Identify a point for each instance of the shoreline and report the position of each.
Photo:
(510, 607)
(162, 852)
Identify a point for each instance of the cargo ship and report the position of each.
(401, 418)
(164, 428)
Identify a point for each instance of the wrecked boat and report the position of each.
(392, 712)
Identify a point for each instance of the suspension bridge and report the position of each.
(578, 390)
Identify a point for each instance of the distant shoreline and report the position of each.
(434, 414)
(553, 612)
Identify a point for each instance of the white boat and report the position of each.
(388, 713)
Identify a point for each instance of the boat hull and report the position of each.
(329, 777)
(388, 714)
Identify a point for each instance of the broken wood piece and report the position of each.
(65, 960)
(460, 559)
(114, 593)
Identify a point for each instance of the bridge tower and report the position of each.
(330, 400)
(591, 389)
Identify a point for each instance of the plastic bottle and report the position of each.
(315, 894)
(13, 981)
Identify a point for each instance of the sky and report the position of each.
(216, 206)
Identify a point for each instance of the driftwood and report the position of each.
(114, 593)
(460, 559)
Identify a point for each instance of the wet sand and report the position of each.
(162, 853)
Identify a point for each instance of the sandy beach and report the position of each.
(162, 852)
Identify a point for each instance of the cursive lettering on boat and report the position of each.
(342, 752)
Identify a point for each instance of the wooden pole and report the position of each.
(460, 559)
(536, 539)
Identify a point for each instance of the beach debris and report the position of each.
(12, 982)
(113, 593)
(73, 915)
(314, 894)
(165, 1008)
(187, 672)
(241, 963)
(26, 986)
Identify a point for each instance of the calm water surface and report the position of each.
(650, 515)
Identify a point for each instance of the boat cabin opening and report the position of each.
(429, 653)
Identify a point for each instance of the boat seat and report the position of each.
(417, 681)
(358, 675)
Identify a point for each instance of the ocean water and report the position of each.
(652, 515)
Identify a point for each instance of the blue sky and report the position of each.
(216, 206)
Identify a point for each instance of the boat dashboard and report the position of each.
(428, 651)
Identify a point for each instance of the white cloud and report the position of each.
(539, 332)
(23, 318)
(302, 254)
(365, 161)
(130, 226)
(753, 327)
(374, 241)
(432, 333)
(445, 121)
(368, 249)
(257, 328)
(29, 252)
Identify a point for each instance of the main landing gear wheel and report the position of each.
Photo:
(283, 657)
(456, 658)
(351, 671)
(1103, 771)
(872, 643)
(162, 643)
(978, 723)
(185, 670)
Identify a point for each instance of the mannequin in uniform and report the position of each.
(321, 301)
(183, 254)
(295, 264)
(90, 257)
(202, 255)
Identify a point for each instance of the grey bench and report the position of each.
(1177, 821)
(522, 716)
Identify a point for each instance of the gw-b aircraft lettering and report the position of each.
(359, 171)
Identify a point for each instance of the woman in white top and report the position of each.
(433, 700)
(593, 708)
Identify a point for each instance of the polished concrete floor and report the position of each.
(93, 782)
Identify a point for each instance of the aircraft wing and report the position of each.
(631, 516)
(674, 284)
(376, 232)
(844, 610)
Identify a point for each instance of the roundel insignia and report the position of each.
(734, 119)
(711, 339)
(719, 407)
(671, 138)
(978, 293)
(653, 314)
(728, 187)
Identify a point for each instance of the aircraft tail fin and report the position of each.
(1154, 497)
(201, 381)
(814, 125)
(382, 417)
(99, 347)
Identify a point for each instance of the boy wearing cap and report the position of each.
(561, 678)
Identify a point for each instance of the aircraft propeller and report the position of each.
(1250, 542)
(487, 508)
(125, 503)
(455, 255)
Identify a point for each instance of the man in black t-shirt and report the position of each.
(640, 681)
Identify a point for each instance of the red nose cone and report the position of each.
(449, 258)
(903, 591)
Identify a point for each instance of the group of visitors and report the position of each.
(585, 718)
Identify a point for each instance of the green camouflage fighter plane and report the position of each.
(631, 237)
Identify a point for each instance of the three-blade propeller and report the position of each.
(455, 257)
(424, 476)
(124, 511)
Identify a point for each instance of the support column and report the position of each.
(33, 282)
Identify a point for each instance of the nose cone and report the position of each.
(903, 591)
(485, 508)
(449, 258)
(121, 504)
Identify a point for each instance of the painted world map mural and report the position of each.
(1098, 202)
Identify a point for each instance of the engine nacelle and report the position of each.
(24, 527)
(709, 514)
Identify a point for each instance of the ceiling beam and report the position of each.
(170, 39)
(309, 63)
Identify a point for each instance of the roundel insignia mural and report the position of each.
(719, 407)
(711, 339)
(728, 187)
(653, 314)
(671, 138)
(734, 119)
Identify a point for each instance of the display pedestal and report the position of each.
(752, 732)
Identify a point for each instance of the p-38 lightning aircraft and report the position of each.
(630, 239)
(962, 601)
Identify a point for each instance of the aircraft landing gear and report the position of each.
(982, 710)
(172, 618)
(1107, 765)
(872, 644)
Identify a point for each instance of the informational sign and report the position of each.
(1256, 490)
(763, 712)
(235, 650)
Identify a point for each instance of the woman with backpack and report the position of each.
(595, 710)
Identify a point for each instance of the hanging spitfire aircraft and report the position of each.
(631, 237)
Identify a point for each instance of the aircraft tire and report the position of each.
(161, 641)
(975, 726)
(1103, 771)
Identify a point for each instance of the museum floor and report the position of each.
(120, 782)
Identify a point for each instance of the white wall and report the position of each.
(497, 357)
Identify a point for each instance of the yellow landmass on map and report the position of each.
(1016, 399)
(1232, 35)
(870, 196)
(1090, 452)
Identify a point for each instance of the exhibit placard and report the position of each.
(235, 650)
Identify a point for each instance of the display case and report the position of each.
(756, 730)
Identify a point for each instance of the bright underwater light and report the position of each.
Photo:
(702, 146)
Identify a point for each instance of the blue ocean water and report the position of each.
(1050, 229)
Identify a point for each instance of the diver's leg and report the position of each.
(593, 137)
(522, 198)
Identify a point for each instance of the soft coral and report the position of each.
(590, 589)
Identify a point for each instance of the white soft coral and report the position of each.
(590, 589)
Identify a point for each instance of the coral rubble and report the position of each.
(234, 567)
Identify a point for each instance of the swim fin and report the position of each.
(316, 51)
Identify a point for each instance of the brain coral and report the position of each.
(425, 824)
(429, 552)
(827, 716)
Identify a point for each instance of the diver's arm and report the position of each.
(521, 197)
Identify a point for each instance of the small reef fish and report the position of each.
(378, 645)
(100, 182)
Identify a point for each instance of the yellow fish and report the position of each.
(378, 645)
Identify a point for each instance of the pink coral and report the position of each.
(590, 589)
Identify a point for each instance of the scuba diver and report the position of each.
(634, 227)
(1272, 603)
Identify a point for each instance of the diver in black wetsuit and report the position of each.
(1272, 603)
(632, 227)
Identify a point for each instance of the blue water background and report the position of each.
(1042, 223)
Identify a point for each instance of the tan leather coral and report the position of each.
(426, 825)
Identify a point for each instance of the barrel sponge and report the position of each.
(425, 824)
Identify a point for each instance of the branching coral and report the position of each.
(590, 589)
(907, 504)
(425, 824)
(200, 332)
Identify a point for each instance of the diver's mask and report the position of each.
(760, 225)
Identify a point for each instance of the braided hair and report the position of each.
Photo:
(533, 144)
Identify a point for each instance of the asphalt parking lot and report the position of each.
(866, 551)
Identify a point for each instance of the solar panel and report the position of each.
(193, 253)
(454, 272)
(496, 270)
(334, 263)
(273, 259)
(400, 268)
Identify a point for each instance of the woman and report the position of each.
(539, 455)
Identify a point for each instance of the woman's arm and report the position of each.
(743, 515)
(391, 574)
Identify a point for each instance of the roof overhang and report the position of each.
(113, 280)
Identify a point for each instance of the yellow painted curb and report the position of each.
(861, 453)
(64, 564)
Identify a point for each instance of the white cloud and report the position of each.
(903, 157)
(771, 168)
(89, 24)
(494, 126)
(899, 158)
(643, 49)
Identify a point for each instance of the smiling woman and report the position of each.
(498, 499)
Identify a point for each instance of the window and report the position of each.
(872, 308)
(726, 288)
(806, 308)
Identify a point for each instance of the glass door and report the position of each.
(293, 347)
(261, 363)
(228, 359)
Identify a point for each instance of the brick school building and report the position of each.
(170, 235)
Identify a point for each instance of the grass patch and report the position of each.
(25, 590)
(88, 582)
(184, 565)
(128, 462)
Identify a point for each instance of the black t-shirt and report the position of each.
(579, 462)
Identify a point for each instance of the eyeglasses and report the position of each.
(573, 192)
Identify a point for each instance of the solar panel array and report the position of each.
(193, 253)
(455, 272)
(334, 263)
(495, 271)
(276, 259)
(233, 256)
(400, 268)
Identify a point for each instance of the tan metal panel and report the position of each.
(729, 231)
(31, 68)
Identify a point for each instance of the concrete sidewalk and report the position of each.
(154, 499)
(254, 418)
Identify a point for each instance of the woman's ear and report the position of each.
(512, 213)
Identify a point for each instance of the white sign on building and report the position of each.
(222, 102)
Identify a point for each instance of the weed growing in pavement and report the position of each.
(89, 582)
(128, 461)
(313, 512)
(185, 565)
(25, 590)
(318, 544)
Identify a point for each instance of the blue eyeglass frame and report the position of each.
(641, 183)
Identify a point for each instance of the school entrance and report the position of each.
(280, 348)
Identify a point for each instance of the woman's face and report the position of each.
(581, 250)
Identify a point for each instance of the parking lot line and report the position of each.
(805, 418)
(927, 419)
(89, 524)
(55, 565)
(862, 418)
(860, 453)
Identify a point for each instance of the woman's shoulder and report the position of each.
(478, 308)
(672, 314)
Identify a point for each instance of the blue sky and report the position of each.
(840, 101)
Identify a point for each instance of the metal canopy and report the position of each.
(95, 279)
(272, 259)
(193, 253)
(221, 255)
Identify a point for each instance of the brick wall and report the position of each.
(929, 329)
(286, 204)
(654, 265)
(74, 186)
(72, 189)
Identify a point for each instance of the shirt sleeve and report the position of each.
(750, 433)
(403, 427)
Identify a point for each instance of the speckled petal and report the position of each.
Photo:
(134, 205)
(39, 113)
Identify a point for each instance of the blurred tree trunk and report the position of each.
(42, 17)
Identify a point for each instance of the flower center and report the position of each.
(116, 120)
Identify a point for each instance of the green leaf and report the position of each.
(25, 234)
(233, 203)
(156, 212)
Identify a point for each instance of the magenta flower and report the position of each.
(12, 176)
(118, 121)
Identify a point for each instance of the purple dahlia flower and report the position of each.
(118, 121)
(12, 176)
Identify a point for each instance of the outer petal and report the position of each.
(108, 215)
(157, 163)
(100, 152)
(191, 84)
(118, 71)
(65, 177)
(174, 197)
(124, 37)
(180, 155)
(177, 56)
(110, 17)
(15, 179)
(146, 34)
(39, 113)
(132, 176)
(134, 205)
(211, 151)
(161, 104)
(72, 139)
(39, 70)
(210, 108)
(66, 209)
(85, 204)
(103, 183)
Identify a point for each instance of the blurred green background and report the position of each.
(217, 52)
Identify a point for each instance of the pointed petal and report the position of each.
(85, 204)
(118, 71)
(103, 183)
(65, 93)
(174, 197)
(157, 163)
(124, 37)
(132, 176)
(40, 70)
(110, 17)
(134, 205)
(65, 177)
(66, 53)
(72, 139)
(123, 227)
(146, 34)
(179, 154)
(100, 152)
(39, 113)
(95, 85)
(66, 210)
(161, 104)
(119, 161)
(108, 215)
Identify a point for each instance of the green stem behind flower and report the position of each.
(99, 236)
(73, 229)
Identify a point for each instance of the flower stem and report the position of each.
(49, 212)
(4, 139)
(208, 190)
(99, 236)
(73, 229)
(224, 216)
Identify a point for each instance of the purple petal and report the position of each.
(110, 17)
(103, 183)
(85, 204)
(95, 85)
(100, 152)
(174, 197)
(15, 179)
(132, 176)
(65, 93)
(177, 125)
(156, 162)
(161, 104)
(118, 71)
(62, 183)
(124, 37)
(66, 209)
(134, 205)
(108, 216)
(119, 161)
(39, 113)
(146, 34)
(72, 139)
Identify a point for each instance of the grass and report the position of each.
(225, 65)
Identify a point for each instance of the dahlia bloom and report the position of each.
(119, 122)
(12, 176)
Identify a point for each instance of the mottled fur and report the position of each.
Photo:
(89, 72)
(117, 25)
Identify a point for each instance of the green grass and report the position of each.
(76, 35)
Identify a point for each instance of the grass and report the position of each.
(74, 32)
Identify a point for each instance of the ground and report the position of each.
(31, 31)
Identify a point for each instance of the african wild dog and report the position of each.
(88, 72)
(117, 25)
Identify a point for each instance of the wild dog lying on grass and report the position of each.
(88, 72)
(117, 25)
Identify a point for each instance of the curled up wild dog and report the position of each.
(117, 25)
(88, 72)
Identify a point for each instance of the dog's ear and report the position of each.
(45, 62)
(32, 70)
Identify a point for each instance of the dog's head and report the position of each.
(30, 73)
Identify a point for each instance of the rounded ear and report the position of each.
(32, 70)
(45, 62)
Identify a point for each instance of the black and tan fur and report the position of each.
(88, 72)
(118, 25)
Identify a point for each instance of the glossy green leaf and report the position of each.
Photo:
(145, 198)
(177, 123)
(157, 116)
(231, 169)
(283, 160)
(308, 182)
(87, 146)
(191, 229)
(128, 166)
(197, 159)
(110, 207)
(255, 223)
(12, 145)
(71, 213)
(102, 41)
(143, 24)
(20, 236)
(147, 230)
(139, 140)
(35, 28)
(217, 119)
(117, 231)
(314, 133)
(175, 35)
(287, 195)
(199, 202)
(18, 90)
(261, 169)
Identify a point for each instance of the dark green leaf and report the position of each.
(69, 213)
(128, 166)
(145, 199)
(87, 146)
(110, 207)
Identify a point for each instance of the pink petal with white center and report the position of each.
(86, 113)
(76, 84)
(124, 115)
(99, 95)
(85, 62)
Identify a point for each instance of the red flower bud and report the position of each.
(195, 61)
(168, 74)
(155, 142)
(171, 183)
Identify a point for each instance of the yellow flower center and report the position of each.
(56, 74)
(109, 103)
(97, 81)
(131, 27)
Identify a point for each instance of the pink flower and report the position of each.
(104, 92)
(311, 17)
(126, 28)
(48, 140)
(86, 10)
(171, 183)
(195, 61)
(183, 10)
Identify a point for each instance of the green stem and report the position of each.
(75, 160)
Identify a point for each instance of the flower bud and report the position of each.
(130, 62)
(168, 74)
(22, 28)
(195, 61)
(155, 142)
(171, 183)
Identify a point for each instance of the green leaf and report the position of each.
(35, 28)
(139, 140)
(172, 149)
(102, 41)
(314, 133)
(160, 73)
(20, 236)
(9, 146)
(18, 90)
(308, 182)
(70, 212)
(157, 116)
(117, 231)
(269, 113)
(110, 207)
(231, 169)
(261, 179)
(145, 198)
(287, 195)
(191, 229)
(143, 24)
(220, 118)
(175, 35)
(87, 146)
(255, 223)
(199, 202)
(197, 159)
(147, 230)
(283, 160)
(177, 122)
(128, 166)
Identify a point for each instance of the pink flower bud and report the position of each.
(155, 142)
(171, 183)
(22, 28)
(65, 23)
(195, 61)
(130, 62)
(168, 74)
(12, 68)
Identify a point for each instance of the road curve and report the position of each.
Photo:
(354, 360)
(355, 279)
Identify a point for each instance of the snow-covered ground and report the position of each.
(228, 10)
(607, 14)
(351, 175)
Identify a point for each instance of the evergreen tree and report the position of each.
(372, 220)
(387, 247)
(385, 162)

* * * * *

• _Your task_
Would you quote, exactly and only, the lines from the one containing "Identify a point for each instance of the pink flower bud" to the end of the entries?

• _Exercise answer_
Identify a point for each instance of the pink flower bud and report the position of each.
(155, 142)
(171, 183)
(22, 28)
(65, 23)
(195, 61)
(130, 62)
(168, 74)
(12, 68)
Identify a point for each instance of the road curve and report the position of each.
Photo:
(354, 360)
(355, 279)
Identify a point for each instance of the snow-covered ground and report the position of each.
(228, 10)
(607, 14)
(351, 175)
Identify a point for each instance of the evergreen tree and report the position of each.
(372, 220)
(387, 247)
(385, 162)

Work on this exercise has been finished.